▶ **What to work on**
Using the records below, copy out exactly the line that contains "Target: flowering shrub" and every line that follows it, up to and including the last, and no others.
□ □ □ □
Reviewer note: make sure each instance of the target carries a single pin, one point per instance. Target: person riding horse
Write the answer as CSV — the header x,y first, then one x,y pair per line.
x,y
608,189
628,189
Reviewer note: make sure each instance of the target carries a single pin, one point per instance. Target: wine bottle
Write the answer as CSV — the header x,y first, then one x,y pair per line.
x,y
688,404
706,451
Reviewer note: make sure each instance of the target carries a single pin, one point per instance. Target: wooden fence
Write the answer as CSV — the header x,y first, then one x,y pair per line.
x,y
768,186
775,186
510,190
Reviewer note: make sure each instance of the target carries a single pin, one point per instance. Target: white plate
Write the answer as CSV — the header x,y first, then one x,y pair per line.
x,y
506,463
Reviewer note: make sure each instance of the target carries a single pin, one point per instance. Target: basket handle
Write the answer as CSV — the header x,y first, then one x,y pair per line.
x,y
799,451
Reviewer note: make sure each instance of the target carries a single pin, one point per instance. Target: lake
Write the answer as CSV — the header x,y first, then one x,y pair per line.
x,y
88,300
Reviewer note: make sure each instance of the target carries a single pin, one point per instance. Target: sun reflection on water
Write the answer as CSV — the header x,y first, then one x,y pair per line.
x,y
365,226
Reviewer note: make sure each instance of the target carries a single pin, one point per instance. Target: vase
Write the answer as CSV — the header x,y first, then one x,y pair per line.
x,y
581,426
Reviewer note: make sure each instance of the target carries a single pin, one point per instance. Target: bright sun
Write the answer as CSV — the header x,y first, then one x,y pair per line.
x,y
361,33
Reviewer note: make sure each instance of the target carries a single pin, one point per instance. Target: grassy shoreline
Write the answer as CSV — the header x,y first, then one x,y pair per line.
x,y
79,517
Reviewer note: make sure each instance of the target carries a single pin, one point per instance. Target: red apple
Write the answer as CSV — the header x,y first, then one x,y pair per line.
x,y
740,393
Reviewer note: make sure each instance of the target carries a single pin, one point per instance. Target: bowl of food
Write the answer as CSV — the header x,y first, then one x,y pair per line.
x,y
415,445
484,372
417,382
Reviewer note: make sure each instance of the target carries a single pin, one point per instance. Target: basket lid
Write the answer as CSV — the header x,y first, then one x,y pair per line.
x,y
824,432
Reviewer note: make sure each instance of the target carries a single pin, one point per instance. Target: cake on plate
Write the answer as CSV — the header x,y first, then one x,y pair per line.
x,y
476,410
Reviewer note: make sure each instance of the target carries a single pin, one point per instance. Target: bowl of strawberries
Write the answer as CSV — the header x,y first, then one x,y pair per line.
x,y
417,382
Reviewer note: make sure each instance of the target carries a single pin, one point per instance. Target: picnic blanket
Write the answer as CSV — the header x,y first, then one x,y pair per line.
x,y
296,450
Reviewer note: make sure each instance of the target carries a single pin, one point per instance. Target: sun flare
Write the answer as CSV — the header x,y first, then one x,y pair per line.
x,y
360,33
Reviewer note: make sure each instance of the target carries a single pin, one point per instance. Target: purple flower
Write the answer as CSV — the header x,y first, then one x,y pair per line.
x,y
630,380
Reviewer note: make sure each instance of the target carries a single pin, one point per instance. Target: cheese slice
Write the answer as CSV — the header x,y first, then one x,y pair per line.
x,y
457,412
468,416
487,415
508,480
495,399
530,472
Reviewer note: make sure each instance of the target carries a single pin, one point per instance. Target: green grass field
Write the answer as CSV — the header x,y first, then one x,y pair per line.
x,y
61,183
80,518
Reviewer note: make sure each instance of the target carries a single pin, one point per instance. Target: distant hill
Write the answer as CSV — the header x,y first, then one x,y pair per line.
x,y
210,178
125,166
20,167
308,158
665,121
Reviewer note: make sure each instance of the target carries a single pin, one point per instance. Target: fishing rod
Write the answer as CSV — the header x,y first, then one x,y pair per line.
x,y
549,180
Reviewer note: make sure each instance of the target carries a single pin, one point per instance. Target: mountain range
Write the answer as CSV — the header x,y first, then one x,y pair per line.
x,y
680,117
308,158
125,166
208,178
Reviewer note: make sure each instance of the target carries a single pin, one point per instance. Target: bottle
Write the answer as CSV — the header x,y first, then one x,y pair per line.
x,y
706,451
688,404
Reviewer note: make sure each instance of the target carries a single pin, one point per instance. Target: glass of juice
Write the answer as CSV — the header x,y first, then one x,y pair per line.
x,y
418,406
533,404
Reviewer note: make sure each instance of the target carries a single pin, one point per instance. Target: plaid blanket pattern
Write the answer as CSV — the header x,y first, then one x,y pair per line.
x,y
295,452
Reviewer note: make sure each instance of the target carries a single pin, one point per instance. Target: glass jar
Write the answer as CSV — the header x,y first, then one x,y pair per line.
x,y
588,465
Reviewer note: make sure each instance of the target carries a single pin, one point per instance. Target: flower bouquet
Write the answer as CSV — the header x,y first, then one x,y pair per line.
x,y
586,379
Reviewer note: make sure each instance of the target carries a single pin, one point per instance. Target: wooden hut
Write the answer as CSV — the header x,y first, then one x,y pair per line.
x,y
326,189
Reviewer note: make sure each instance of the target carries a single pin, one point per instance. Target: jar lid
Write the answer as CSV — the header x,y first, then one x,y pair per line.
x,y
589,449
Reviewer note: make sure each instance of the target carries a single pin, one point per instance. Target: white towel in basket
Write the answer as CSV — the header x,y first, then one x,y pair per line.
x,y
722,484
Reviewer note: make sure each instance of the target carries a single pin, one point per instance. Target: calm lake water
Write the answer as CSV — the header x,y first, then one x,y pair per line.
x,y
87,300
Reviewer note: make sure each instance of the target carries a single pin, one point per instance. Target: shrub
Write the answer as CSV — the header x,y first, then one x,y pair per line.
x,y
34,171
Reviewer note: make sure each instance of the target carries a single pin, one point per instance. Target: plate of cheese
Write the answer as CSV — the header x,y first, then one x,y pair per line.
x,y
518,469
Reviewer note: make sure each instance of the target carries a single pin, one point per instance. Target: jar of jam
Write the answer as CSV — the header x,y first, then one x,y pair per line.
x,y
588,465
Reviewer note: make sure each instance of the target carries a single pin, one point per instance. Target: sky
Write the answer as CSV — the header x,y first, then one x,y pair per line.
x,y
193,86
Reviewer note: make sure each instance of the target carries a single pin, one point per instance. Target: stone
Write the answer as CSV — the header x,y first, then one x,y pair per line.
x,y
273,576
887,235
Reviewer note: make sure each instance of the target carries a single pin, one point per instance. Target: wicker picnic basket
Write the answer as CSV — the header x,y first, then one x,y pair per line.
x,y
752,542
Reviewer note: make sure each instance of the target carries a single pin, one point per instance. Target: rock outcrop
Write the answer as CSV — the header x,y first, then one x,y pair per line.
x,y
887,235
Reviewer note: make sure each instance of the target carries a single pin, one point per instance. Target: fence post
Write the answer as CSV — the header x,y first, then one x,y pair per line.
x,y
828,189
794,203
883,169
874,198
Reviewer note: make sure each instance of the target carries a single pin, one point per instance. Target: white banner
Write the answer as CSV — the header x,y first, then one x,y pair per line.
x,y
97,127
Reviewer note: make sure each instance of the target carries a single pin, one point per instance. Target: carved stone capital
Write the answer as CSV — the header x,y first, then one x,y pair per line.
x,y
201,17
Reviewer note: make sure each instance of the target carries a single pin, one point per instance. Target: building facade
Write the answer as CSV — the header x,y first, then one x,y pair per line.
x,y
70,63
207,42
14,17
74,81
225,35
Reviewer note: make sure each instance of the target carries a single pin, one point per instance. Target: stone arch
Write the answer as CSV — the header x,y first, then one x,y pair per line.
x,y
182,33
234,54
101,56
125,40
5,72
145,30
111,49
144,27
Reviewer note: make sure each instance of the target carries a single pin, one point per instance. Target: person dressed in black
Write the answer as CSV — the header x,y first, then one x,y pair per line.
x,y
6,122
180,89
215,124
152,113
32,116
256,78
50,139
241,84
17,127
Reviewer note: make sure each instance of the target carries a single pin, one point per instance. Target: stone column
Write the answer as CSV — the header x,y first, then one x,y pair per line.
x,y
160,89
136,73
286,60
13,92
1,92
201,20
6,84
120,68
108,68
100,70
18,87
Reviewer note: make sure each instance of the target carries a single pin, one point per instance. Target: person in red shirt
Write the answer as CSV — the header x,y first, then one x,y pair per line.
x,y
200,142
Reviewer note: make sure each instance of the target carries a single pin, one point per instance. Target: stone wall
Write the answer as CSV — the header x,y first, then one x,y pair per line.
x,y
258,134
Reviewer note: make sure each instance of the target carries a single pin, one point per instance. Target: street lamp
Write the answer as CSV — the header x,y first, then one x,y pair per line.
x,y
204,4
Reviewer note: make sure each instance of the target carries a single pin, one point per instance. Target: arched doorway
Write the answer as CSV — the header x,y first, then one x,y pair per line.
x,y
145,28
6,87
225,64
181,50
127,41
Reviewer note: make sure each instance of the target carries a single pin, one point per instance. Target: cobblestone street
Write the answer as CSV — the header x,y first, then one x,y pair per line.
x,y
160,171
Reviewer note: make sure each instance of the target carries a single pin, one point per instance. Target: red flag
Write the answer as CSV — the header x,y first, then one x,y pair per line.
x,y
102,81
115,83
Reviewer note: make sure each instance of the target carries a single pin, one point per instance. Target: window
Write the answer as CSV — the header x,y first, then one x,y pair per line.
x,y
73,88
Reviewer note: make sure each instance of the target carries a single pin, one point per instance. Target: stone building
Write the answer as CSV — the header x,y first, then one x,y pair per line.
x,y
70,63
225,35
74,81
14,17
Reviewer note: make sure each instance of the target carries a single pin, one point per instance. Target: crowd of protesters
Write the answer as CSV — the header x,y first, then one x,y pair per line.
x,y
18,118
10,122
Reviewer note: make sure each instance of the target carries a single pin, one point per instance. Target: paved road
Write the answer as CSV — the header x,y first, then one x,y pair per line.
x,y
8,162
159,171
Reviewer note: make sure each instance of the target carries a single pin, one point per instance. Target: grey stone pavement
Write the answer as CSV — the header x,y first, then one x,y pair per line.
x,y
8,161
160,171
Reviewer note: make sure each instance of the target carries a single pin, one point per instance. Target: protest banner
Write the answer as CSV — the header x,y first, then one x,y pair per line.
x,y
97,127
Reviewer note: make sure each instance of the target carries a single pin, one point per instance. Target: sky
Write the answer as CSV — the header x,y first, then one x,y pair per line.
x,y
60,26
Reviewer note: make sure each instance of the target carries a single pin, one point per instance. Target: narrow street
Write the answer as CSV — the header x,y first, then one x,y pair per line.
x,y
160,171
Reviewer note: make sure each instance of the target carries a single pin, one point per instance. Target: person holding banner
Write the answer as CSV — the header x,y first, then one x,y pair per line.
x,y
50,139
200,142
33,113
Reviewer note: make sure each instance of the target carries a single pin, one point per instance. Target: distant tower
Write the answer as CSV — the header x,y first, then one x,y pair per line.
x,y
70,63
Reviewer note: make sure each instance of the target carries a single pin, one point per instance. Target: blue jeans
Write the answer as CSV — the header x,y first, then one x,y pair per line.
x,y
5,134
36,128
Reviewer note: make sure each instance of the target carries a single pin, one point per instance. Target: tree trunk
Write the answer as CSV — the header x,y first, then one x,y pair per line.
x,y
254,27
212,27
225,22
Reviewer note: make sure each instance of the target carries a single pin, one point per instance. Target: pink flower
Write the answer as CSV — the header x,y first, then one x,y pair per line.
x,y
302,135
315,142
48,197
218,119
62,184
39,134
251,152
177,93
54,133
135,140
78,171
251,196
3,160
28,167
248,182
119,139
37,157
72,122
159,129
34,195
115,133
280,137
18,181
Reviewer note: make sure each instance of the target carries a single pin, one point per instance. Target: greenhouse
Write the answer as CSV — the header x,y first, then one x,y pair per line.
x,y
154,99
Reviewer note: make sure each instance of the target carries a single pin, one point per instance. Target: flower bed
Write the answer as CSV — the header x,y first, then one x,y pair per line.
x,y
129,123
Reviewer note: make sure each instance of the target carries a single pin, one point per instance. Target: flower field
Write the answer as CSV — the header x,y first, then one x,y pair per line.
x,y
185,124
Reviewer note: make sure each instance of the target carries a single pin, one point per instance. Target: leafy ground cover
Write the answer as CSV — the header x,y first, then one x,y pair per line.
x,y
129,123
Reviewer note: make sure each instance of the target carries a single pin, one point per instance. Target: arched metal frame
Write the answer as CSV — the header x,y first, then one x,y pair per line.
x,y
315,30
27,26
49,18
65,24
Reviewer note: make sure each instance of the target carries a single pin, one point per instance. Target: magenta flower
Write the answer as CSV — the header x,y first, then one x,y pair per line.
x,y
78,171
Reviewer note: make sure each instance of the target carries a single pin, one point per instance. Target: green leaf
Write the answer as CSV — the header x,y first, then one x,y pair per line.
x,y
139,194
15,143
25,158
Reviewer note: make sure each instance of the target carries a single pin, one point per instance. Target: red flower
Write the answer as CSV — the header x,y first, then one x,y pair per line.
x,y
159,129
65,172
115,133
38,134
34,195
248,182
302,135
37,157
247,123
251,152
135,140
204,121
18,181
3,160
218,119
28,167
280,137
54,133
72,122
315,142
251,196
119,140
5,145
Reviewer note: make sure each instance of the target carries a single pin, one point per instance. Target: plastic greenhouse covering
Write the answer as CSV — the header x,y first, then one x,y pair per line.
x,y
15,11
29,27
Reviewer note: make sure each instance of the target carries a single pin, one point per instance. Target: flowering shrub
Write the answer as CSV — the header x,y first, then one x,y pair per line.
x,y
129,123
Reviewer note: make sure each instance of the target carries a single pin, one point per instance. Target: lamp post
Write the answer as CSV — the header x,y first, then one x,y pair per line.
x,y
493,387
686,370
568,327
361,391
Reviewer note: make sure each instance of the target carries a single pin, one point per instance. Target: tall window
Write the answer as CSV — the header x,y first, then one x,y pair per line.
□ □ □ □
▶ **Worked answer**
Reviewer note: make sure each instance of the target carries a single pin, one point per instance. Target: flowering shrub
Write the answer as CSV — the header x,y first, then one x,y pair per line.
x,y
129,123
Reviewer note: make sure each instance of the target carries a single pin, one point per instance. Target: lamp post
Write the answer as CSV — the header x,y first, then one x,y pair per line.
x,y
493,387
686,370
568,327
361,391
Reviewer note: make sure each instance of the target carries a single pin, one point per instance. Target: tall window
Write the answer as CSV — the header x,y first, then one x,y pair per line.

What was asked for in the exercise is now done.